____ ENTRIES PROVIDED
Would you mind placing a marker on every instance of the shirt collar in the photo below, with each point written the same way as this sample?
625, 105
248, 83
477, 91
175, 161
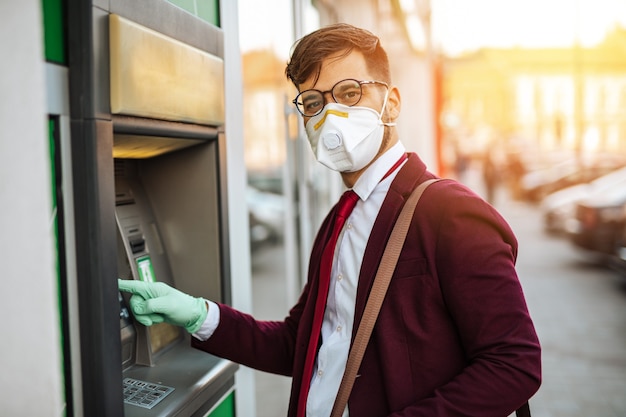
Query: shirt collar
373, 175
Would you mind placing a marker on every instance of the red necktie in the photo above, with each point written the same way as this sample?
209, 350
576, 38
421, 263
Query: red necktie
344, 208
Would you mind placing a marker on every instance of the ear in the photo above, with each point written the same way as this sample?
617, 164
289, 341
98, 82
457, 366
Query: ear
393, 104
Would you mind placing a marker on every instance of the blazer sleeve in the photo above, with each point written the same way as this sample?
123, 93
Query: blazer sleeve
474, 254
264, 345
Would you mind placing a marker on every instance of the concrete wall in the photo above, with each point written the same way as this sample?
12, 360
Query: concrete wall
30, 357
________
== WORK REQUIRED ==
Render the records as a JSON list of strings, one string per line with blank lines omitted, starting at the line that contains "of the blazer" and running through the end of the records, both ends included.

== EXERCISE OUTPUT ==
[
  "Would you mind placing a marker on every instance of the blazer sleeve in the photo above, with each point written the same way as this sample?",
  "123, 93",
  "Query: blazer sleeve",
  "474, 254",
  "264, 345",
  "Would you mind placing a marker on every instance of the concrete wall in the photo above, with each point written the same way as this sample?",
  "12, 360",
  "Query: concrete wall",
  "30, 357"
]